▶ **EXERCISE GOAL**
The answer must be the full listing, written out exactly.
--- RECORDS FOR THIS TASK ---
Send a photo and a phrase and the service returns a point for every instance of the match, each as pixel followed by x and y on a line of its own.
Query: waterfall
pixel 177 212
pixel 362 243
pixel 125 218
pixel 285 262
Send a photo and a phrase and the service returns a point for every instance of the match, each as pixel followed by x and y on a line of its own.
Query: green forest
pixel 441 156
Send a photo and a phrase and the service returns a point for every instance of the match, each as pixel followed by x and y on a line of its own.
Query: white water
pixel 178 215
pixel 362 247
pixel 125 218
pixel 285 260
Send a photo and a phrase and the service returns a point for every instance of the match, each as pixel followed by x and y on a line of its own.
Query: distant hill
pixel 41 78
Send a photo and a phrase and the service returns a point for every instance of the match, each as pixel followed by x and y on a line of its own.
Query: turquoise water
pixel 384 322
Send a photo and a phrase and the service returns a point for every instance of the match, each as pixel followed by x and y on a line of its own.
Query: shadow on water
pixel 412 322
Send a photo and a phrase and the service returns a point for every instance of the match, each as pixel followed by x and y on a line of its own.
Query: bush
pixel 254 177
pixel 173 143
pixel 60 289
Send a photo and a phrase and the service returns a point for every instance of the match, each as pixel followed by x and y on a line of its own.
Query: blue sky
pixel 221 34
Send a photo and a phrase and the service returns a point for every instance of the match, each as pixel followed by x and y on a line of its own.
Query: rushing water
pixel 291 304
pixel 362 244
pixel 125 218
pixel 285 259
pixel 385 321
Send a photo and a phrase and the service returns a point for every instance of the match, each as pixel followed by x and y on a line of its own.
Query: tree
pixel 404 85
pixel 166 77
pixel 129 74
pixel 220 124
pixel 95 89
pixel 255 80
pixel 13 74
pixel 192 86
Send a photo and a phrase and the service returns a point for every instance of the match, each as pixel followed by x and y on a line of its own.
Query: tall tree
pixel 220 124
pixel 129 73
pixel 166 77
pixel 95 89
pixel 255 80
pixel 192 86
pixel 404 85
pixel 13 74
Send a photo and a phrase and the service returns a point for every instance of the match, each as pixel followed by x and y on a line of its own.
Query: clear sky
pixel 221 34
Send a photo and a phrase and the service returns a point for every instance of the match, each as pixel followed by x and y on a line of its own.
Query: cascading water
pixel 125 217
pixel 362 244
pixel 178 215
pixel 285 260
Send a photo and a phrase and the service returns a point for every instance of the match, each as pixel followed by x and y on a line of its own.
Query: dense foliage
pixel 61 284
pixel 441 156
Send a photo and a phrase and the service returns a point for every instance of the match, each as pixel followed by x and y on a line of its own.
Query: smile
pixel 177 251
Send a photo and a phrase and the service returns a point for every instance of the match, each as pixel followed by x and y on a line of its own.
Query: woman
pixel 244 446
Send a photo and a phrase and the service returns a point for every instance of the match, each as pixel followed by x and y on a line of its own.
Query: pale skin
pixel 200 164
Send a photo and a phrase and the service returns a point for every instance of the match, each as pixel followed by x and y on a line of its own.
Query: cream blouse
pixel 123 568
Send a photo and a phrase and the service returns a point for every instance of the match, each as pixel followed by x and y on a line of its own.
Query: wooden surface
---
▶ **WRITTEN ANSWER**
Send a photo and a phrase and the service returns a point for every instance of the match, each as pixel followed by x and y on a line of its own.
Query: waterfall
pixel 177 212
pixel 362 243
pixel 125 218
pixel 285 262
Send a photo and a phrase and the service returns a point for every instance of the match, each as pixel followed by x and y on a line of its own.
Query: green forest
pixel 441 156
Send a photo and a phrase and the service returns a point for every instance of the match, each as pixel followed by x and y on a line of its own.
Query: white water
pixel 178 215
pixel 362 247
pixel 125 218
pixel 285 260
Send a photo and a phrase and the service returns a point for every instance of the match, each as pixel followed by x and y on a line of its own.
Query: distant hill
pixel 41 78
Send a photo and a phrase and the service returns a point for every instance of the match, each as pixel followed by x and y on a line of its own.
Query: turquoise water
pixel 384 322
Send a photo and a phrase and the service returns a point for every instance of the match, each as pixel followed by x and y on a line of its own.
Query: shadow on water
pixel 412 322
Send a photo and a phrase and the service returns a point for every instance of the match, each as pixel followed by x and y on a line of its own.
Query: bush
pixel 254 177
pixel 173 143
pixel 60 289
Send a photo and a phrase and the service returns a point for every instance of the match, each as pixel followed by x and y on a line of its own.
Query: blue sky
pixel 221 34
Send a photo and a phrase and the service returns a point for every instance of the match, each as pixel followed by x and y on a line of its own.
Query: rushing water
pixel 291 304
pixel 362 244
pixel 125 218
pixel 285 259
pixel 385 321
Send a photo and a phrase and the service returns a point for every instance of the match, each as pixel followed by x and y on a line of its own.
Query: tree
pixel 404 85
pixel 166 77
pixel 129 74
pixel 220 124
pixel 95 89
pixel 255 80
pixel 13 74
pixel 192 86
Send a photo and a phrase and the service returns a point for every instance of the match, each as pixel followed by x and y on a line of its own.
Query: tall tree
pixel 220 124
pixel 129 73
pixel 166 77
pixel 95 89
pixel 255 80
pixel 192 86
pixel 404 85
pixel 13 74
Send a photo and a phrase and the service returns a point for every instance of the match, each as pixel followed by x and y on a line of its own.
Query: clear sky
pixel 221 34
Send a photo and a phrase and the service returns a point for every instance of the match, each as pixel followed by x and y on a line of its own.
Query: cascading water
pixel 125 217
pixel 362 244
pixel 178 215
pixel 285 260
Send a photo and a phrase and the service returns a point for every instance of the match, each as pixel followed by x and y on a line of its own.
Query: dense foliage
pixel 61 284
pixel 441 156
Send a photo and a phrase and the service returns a point for every instance of the match, each as pixel followed by x and y on a line of its own.
Query: smile
pixel 177 251
Send a photo and a phrase and the service returns a point for every instance of the match, each as pixel followed by x and y on a line of its own.
Query: woman
pixel 244 446
Send a photo and a phrase and the service returns a point for every instance of the match, each as pixel followed by x and y on a line of its own.
Query: pale skin
pixel 200 164
Send a photo and a phrase and the service returns a point for every instance of the match, each as pixel followed by x and y on a line of its own.
Query: cream blouse
pixel 123 568
Send a photo and a phrase and the service returns a point for every instance of the match, each as pixel followed by x and y on a line of its own.
Query: wooden surface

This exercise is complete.